*** Task data
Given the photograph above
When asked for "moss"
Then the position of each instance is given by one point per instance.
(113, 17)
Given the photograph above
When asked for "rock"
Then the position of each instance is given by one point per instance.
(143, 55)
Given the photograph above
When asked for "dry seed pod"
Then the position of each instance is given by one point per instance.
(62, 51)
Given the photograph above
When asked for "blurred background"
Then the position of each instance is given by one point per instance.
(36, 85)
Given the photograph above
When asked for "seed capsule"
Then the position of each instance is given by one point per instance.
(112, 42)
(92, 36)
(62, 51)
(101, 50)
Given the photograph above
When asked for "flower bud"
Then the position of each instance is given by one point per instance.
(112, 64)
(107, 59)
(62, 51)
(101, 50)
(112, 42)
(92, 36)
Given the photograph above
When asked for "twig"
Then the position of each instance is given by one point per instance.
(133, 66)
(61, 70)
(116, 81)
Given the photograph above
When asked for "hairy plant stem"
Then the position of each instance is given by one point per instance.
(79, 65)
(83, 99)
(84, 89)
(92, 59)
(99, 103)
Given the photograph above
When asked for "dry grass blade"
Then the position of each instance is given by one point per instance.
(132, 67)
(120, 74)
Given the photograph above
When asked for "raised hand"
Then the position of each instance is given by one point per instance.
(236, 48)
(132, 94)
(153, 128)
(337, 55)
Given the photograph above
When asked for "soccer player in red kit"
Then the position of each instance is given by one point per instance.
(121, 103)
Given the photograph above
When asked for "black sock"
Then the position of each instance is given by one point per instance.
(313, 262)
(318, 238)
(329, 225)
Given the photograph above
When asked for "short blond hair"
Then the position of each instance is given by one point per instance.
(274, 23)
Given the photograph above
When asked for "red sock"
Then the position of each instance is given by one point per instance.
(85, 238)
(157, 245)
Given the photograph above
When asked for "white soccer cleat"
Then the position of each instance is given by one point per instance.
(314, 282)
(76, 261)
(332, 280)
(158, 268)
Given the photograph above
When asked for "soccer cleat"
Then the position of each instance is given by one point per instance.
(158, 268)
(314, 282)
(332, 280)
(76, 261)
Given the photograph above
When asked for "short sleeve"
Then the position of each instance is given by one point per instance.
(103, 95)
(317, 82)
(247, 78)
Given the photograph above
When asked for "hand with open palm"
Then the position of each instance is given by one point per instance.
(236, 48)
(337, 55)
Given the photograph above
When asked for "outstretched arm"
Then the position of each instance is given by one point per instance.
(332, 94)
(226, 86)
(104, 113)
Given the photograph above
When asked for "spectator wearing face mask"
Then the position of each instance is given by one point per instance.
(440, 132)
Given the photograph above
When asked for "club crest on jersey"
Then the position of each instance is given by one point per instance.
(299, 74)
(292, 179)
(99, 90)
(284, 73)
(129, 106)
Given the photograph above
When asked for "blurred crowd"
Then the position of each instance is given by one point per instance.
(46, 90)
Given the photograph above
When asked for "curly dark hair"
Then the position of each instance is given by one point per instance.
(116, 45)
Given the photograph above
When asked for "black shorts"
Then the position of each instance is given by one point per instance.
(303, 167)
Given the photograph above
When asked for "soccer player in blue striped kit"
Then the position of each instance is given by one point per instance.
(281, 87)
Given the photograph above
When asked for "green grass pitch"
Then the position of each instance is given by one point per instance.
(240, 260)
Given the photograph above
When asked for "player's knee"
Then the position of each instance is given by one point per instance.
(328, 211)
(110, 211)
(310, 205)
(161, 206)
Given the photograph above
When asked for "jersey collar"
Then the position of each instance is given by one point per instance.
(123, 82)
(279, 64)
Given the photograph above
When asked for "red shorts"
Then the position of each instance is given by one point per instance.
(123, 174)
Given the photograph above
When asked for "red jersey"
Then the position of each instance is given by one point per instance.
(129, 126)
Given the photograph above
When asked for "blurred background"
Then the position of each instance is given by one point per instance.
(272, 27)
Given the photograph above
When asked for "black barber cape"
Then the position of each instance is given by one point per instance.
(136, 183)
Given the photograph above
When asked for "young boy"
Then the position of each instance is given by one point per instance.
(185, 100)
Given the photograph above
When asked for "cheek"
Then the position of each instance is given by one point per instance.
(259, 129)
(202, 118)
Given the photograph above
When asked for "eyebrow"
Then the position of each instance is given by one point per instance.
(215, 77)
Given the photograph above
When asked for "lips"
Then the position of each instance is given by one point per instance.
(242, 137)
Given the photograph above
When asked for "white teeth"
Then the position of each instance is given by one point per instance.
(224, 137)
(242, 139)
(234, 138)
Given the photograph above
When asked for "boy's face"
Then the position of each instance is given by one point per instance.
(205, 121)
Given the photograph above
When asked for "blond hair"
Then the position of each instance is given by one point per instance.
******
• **Exercise prompt**
Reproduce every line above without error.

• **Solution for this task**
Given the photograph above
When asked for "moss"
Then the position of each instance is given by one point per instance.
(113, 17)
Given the photograph above
When asked for "rock"
Then the position of each instance is given by one point per instance.
(143, 55)
Given the photograph above
When asked for "dry seed pod"
Then the position of each instance is given by one point per instance.
(62, 51)
Given the photograph above
When asked for "blurred background"
Then the position of each instance is given by one point per instance.
(36, 85)
Given the photograph above
When asked for "seed capsule"
Then the position of each instance is given by one point per instance.
(112, 42)
(92, 36)
(62, 51)
(101, 50)
Given the photograph above
When asked for "flower bud"
Then the position of each instance is given by one point per instance.
(112, 64)
(107, 59)
(62, 51)
(101, 50)
(112, 42)
(92, 36)
Given the photograph above
When asked for "twig"
Then the position of each instance is given by one point per instance.
(133, 66)
(61, 70)
(116, 81)
Given the photograph above
When asked for "hairy plant stem"
Then the position of each instance is given by one point per instance.
(79, 65)
(83, 99)
(84, 89)
(92, 59)
(99, 103)
Given the photograph above
When asked for "dry grass blade"
Then the position of each instance is given by one point per instance.
(132, 67)
(120, 74)
Given the photograph above
When asked for "raised hand"
Then the position of each instance is given by one point per instance.
(236, 48)
(132, 94)
(153, 128)
(337, 55)
Given the photograph above
When asked for "soccer player in red kit"
Then the position of each instance is given by one point per instance.
(121, 103)
Given the photograph above
When asked for "black sock"
Then the position of each instance is given by one point per instance.
(313, 262)
(318, 238)
(329, 225)
Given the photograph above
When asked for "short blond hair"
Then the position of each instance is given by one point per instance.
(274, 23)
Given the photograph above
When asked for "red sock"
Then the position of each instance is given by one point per instance.
(85, 238)
(157, 245)
Given the photograph above
When asked for "white soccer cleat"
Then the position of each instance is given by one point per instance.
(314, 282)
(76, 261)
(332, 280)
(158, 268)
Given the photograph above
When asked for "soccer cleat"
Then the position of each instance is given by one point per instance.
(158, 268)
(314, 282)
(332, 280)
(76, 261)
Given the photograph above
When asked for "short sleeve"
Then the position of each instance is given by one point per instance.
(103, 95)
(317, 82)
(247, 78)
Given the photograph above
When asked for "hand with open palm"
Then the position of each instance is given by one point per instance.
(236, 48)
(337, 55)
Given the photograph above
When asked for "outstretched arm"
Then the position of each instance is given by one point per instance.
(332, 94)
(226, 86)
(104, 113)
Given the photograph above
When asked for "spectator wearing face mask"
Then the position of each instance is given by one point per instance.
(440, 132)
Given the photograph above
When asked for "club crest on jersey"
Then the position of each instance is given by one point per instance.
(299, 74)
(292, 179)
(99, 90)
(284, 73)
(129, 106)
Given the photograph above
When asked for "blurred crowd"
Then the position of each instance is given by one point per instance.
(46, 90)
Given the photograph above
When asked for "curly dark hair"
Then the position of each instance is given by one point per instance.
(116, 45)
Given the photograph above
When asked for "black shorts"
Then the position of each instance is given by one point per instance.
(303, 167)
Given the photograph above
When asked for "soccer player in blue striped kit"
Then the position of each instance is given by one point per instance.
(281, 87)
Given the photograph above
When asked for "green grass pitch"
Then the position of each instance is given by one point per instance.
(240, 260)
Given the photograph above
When asked for "player's knee"
Then the position of each instance is given by one point per instance.
(328, 211)
(110, 211)
(310, 205)
(161, 206)
Given the photograph above
When asked for "jersey collar"
Then the position of each instance is given by one point per instance.
(123, 82)
(279, 64)
Given the photograph above
When asked for "red shorts"
Then the position of each instance is given by one point per instance.
(123, 174)
Given the photograph above
When asked for "red jersey"
Then the position of each instance is given by one point per instance.
(129, 126)
Given the photograph above
When asked for "blurred background"
Then the position of each instance is given by one point per instance.
(272, 27)
Given the photograph above
When asked for "black barber cape"
Then the position of each instance is given by one point per instance.
(136, 183)
Given the photograph above
When asked for "young boy"
Then the position of each instance is given by one point per instance.
(185, 100)
Given the photograph above
When asked for "cheek"
Then the position of each instance is given by one point per instance.
(259, 129)
(202, 118)
Given the photograph above
When asked for "eyebrow"
Then the position of each instance is given by one point per instance.
(215, 77)
Given the photograph above
When asked for "lips"
Then the position of each instance is given by one point per instance.
(242, 137)
Given the photograph above
When asked for "white teeth"
Then the position of each instance is given by one point per instance.
(224, 137)
(242, 139)
(234, 138)
Given the photograph above
When asked for "boy's face"
Then the position of each instance is given by one point per instance.
(205, 121)
Given the photograph above
When asked for "blond hair"
Then the position of each instance is given by one point per instance.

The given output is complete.